[GIVEN INSTRUCTION]: Repeat each entry as written, dropping any picture you find.

[DATASET CONTENT]:
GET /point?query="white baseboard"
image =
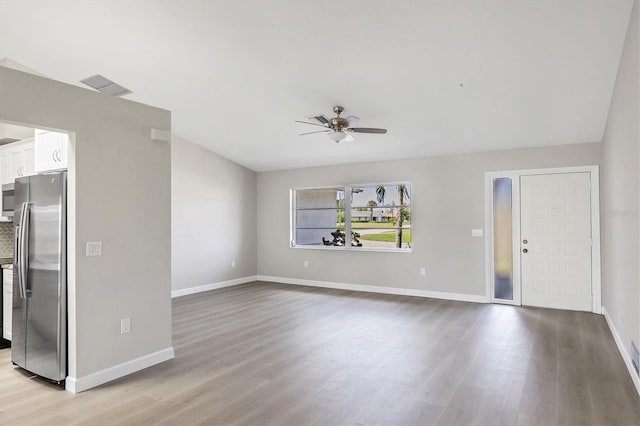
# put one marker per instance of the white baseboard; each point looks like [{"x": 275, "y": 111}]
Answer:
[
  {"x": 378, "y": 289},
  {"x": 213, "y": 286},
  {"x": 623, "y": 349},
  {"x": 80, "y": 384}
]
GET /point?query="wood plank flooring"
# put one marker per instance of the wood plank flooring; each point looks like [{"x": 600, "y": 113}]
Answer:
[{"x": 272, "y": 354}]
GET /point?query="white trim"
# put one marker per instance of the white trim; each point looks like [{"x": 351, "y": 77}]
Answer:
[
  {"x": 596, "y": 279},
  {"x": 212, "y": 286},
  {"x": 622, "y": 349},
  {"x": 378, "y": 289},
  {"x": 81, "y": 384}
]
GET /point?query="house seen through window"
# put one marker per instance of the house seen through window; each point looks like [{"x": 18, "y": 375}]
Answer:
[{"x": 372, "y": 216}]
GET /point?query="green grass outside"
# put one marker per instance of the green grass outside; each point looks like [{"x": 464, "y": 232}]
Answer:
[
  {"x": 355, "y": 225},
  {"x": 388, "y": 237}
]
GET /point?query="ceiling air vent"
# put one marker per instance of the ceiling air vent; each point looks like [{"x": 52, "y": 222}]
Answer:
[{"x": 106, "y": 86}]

[WRITTEN RESPONSE]:
GET /point?query="white baseboard"
image =
# put one marker per instance of the white baseboard; each point looks like [{"x": 275, "y": 111}]
Answer:
[
  {"x": 378, "y": 289},
  {"x": 213, "y": 286},
  {"x": 623, "y": 349},
  {"x": 80, "y": 384}
]
GET /point?query="wood plank flooring"
# put one marker per instance of the wood plank flooring; each point looks like [{"x": 600, "y": 113}]
Answer:
[{"x": 272, "y": 354}]
GET /point?query="white trim"
# put one marker per instance of the white trim; each point looks like [{"x": 351, "y": 77}]
Answer:
[
  {"x": 596, "y": 279},
  {"x": 212, "y": 286},
  {"x": 622, "y": 349},
  {"x": 378, "y": 289},
  {"x": 81, "y": 384}
]
GET /point?query="house seen through window"
# put one marker per instance of the house seen through window; each point looks like [{"x": 18, "y": 375}]
Answer:
[{"x": 372, "y": 216}]
GET /point?query="green grass outside"
# put one marker per instance of the green grass outside; each point looks like [{"x": 464, "y": 232}]
Answer:
[
  {"x": 355, "y": 225},
  {"x": 388, "y": 237}
]
GET /point?query="ceiling air vent"
# put one marker per instance of the ceiling air vent; each point looks like [{"x": 52, "y": 222}]
Answer:
[{"x": 106, "y": 86}]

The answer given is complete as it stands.